• Given problem: Report every line of the data below that contains the word "cloudy", copying each such line in full.

Records from a dataset:
____
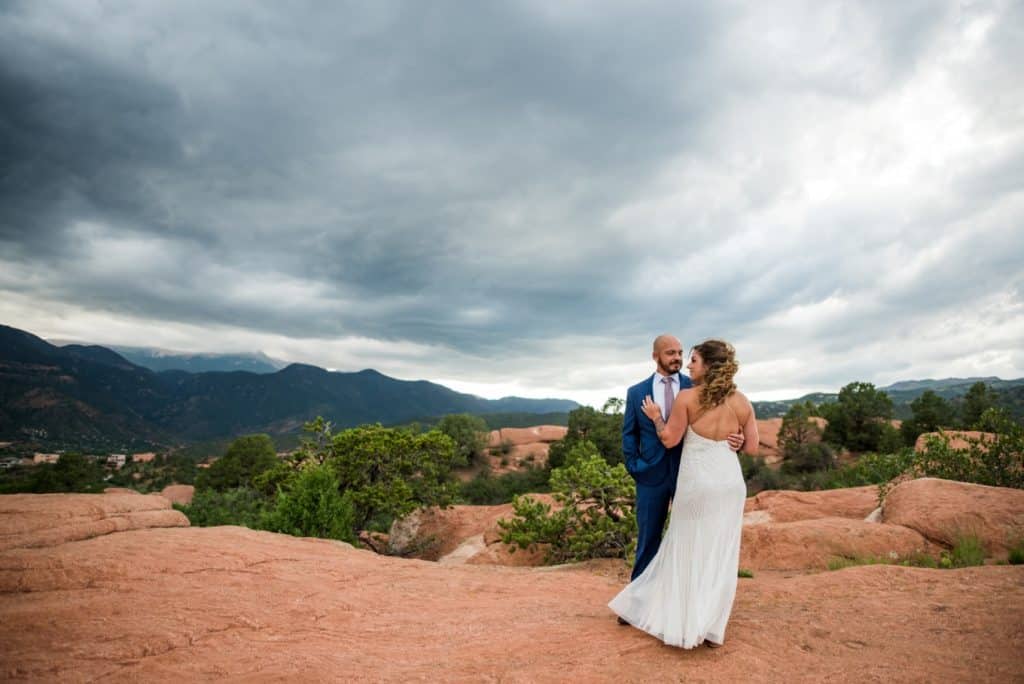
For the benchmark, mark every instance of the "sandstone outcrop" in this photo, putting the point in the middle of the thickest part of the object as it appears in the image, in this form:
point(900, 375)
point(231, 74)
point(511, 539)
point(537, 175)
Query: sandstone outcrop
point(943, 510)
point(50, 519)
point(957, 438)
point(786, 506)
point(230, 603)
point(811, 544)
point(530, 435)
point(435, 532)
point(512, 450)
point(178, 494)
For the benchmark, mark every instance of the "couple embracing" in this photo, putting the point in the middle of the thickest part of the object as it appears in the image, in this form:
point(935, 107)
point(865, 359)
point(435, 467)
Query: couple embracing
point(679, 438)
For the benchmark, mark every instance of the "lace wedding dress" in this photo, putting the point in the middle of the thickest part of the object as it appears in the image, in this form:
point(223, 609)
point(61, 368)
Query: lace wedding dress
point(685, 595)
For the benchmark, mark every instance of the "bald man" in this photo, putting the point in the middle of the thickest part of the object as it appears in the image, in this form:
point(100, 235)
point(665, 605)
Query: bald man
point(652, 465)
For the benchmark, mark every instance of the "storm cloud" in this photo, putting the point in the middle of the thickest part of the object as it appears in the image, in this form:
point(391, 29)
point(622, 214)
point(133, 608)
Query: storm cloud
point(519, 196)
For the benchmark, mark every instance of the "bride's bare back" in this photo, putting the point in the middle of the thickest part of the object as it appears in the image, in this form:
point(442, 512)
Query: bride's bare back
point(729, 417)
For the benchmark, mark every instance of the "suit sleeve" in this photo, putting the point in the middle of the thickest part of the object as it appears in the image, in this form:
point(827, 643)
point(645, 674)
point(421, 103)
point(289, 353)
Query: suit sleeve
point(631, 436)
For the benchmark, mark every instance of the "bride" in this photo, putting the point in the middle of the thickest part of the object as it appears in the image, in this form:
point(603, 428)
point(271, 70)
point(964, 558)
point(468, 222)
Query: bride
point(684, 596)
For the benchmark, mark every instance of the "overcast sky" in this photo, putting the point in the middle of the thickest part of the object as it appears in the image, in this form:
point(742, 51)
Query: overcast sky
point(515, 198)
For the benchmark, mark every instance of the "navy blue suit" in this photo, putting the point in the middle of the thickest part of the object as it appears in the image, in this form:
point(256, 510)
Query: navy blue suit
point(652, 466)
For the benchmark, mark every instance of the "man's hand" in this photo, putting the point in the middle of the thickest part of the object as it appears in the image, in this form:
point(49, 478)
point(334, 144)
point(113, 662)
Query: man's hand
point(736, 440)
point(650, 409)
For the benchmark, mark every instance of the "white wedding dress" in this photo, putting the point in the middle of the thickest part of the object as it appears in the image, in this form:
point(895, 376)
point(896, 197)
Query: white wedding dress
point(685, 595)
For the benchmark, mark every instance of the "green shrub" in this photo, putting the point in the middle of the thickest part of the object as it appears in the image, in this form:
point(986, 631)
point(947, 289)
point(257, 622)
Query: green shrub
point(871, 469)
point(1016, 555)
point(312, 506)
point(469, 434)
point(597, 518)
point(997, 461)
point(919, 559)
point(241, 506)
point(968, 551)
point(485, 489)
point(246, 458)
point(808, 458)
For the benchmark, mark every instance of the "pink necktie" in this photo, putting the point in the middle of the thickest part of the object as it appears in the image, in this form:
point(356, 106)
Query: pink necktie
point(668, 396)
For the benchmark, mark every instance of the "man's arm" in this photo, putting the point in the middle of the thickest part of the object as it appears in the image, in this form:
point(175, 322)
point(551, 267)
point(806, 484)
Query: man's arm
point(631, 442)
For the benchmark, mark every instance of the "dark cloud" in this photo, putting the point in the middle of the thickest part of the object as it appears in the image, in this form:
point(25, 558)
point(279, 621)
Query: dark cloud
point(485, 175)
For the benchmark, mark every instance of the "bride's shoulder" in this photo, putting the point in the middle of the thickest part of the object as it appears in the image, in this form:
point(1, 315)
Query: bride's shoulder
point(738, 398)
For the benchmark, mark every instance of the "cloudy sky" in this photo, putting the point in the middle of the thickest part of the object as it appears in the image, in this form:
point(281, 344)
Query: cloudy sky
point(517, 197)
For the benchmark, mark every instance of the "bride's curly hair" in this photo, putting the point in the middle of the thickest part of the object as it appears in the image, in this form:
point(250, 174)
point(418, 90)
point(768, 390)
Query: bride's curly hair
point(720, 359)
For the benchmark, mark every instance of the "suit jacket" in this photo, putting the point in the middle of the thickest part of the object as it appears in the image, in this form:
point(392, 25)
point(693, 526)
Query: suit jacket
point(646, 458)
____
• Answer to this exercise:
For the benchmark, mark every instance of the "cloudy sky" in this photo, putting the point in the middle of the thickest part of the object as it appears in the image, in this form:
Query: cloudy sky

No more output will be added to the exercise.